• [INSTRUCTIONS TO FOLLOW]: Please convert the entries from the line with "Where is each instance of the green door" to the line with "point(215, 262)", both included, into a Markdown table with the columns Row and Text, one numbered row per line and any blank lines omitted.

• [MATERIALS PROVIDED]:
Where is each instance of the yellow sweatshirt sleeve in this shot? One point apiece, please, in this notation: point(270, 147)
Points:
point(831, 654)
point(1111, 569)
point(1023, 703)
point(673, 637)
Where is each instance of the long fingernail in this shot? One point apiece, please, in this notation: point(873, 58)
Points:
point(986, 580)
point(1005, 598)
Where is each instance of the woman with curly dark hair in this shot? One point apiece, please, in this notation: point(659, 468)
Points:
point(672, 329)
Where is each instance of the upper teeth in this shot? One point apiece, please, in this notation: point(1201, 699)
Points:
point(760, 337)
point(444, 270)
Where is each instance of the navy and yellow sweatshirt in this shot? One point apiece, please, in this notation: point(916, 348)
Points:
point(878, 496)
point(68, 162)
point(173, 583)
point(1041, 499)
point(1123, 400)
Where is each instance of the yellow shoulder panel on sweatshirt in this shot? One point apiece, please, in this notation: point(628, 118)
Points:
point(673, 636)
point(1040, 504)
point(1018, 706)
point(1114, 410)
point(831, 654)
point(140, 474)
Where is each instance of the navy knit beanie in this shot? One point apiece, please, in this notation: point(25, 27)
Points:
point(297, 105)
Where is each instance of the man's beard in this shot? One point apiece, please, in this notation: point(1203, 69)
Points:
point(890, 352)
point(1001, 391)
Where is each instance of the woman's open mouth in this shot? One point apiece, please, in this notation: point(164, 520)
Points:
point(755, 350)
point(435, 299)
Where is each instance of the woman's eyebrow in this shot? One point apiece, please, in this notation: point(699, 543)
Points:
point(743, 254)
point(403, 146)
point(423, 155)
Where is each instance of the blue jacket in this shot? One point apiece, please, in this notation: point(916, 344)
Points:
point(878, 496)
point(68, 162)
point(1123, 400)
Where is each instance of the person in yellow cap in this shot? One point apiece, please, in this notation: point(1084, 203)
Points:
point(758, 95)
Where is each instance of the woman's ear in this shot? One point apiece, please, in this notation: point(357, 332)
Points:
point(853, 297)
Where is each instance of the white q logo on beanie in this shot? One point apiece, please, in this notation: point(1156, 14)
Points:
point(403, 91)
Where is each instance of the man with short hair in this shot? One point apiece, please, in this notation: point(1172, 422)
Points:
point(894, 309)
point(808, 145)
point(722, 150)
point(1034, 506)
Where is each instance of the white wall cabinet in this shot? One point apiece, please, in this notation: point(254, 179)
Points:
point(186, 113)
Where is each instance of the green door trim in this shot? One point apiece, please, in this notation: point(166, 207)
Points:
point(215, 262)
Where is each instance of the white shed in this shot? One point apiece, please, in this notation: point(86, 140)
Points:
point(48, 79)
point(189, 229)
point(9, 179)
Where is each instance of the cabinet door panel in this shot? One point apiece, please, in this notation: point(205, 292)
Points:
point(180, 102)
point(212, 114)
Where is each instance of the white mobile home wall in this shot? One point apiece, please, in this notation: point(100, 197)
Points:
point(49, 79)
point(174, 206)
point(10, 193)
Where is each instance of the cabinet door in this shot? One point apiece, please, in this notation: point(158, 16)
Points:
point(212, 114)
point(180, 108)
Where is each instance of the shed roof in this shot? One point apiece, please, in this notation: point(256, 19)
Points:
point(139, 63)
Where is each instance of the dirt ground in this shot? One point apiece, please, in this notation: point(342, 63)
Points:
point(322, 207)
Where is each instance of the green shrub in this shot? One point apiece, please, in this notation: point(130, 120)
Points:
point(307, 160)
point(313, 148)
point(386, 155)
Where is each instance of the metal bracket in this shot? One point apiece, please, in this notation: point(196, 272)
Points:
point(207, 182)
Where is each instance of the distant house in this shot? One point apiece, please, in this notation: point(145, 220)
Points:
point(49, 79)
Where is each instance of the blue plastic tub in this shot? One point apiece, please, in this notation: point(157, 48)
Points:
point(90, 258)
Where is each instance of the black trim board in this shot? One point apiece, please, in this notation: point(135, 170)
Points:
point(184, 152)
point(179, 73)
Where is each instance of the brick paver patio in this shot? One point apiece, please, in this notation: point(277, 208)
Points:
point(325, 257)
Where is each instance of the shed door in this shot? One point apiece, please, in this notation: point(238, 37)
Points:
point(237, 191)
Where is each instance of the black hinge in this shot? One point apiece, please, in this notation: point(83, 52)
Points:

• [SOLUTION TO THIS PROBLEM]:
| Row | Text |
|---|---|
| 1 | Where is each instance of the green door trim in this shot? One point apiece, please, in this notation: point(166, 207) |
| 2 | Points: |
| 3 | point(215, 262) |